Page extract.
»»

Spermidine (Spd) as a modulator of osmotic, redox and ion homeostasis in common bean seedlings under salinity stress: Physiological, biochemical and molecular aspects

Abstract

Spermidine (Spd), a naturally occurring molecule in plants, is being investigated for its potential to improve the bean’s tolerance to salinity stress. This study explores how common beans (Phaseolus vulgaris L.) can be helped to thrive in salty environments. This research involved a group receiving regular watering with half strength Hoagland’s solution (HS), and other group watered with a modified form of the same solution containing 75 mM NaCl to stimulate salt stress. Seedlings were treated with foliar applications of Spd (0, 0.5, 1 mM) at five intervals: 15, 20, 25, 30, and 35 d after sowing. Applying Spd significantly reduced damage caused by salt and protected essential pigments for photosynthesis (total chlorophyll by 33% and carotenoids by 57% over than the Spd-untreated plants under saline conditions). Additionally, 1 mM Spd enhanced the antioxidant enzyme activities, i.e., superoxide dismutase, catalase, and ascorbate peroxidase by 15%, 55% and 4.6% and promoted the buildup of beneficial compounds like proline, free amino acids and sugars. Remarkably, exogenous Spd application reduced Na⁺ accumulation while improving K⁺ content in common beans under salinity stress. Additionally, it enhanced the cell membrane stability index (CMSI) during stressful situations, the maximum CMSI (94.31%) was recorded with 1 mM Spd under non-stress conditions, whereas the minimum CMSI (72.97%) was registered under salinity without Spd. Under salinity condition, the real-time quantitative PCR (qRT-PCR) results demonstrated a significant increase in the expression of the vacuolar-localized Na⁺/H⁺ antiporter protein (NHX1), and the multifunctional osmotic protection protein (Osmotin) in comparison to the control. Furthermore, common bean treated with Spd showed significantly higher expression levels of SOS1, NHX1, and Osmotin, under normal and salinity conditions, with the highest gene expression observed under 1 mM spermidine treatment under saline conditions. Spermidine at 1 mM notably decreased malondialdehyde levels compared to 0.5 mM (10.68 vs. 12.11 nmol g^-¹ FW). Overall, the findings propose that Spd may be an effective tool for cultivating common beans in saline areas, potentially paving the way for increased food production in challenging environments.

««

Activity A. Please condense the spermidine abstract's paragraph beginning "Spermidine (Spd), a naturally occurring molecule" into a bulleted list that keeps its main facts.
Activity B. According to the spermidine abstract, what concentration of NaCl did the modified Hoagland's solution contain?
Activity C. List every antioxidant enzyme that the spermidine abstract says 1 mM Spd enhanced.
Answer from the spermidine abstract alone.

[Collected data entries]
»»

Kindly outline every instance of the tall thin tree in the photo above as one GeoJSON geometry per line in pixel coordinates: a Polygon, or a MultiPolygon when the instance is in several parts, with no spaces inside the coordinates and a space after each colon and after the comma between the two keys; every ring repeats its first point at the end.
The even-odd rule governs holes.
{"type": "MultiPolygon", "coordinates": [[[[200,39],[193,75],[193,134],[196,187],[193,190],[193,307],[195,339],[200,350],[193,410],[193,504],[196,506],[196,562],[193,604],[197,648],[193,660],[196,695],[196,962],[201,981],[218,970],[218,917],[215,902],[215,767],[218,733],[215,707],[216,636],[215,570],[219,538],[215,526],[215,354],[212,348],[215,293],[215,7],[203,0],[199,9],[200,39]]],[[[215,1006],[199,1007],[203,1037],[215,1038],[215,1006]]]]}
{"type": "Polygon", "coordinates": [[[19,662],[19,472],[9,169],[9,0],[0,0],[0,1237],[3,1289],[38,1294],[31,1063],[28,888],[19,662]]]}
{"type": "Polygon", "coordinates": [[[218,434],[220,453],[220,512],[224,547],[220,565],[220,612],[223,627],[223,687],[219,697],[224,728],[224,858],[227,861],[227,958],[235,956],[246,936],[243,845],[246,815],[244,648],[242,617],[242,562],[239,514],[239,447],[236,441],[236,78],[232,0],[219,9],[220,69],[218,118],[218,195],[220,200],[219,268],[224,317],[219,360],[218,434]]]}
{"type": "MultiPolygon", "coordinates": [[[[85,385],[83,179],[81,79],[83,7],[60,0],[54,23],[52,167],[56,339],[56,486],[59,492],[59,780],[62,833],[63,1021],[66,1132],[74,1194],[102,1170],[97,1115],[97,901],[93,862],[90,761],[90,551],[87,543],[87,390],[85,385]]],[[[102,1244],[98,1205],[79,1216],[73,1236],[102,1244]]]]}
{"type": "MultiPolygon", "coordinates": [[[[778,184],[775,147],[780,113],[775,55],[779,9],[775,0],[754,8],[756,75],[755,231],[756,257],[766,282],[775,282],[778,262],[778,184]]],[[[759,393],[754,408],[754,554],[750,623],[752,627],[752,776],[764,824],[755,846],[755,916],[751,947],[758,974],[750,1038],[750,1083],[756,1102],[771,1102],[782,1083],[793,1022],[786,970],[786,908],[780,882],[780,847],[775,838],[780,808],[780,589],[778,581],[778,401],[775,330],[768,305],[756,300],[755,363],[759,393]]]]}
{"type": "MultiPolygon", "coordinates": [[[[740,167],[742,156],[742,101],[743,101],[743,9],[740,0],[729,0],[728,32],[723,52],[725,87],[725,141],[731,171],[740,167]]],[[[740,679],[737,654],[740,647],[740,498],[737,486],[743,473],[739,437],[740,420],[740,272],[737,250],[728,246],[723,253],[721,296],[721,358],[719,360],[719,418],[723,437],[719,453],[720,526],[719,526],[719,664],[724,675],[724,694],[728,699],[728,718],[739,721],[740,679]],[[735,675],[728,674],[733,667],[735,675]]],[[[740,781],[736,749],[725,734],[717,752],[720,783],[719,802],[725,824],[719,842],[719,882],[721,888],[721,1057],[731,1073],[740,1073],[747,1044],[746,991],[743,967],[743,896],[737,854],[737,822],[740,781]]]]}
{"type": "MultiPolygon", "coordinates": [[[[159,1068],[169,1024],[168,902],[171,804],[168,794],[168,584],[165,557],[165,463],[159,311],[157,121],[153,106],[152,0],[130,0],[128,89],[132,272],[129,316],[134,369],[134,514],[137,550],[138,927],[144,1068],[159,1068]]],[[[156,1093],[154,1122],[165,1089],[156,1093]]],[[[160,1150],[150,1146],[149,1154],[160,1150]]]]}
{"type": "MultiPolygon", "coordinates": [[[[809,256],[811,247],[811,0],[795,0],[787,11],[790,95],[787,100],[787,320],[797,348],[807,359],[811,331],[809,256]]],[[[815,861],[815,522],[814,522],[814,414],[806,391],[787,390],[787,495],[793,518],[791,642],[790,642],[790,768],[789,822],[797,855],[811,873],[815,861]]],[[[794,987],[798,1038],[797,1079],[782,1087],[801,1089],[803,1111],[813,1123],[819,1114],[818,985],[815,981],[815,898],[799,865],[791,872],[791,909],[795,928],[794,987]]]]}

««

Task result A.
- Spermidine (Spd), a naturally occurring plant molecule, was tested for improving salinity tolerance in common beans (Phaseolus vulgaris L.).
- One group was watered with half strength Hoagland's solution (HS). The other received a modified form containing 75 mM NaCl.
- Spd (0, 0.5, 1 mM) was applied to the leaves 15, 20, 25, 30 and 35 days after sowing.
- Under salinity, Spd reduced salt damage and protected photosynthetic pigments: total chlorophyll rose by 33% and carotenoids by 57% compared with untreated plants.
- 1 mM Spd raised superoxide dismutase, catalase and ascorbate peroxidase activity by 15%, 55% and 4.6%. It also increased proline, free amino acids and sugars.
- Spd lowered Na⁺ accumulation and raised K⁺ content under salinity.
- Spd improved the cell membrane stability index (CMSI). It was highest with 1 mM Spd without stress (94.31%) and lowest under salinity without Spd (72.97%).
- qRT-PCR showed that salinity increased expression of NHX1 and Osmotin relative to the control.
- Spd raised SOS1, NHX1 and Osmotin expression under both normal and saline conditions. Expression was highest with 1 mM Spd under salinity.
- 1 mM Spd gave lower malondialdehyde levels than 0.5 mM (10.68 vs. 12.11 nmol g^-¹ FW).
- Spd may be an effective tool for growing common beans in saline areas and could help increase food production in challenging environments.

Task result B. 75 mM NaCl.

Task result C.
- Superoxide dismutase
- Catalase
- Ascorbate peroxidase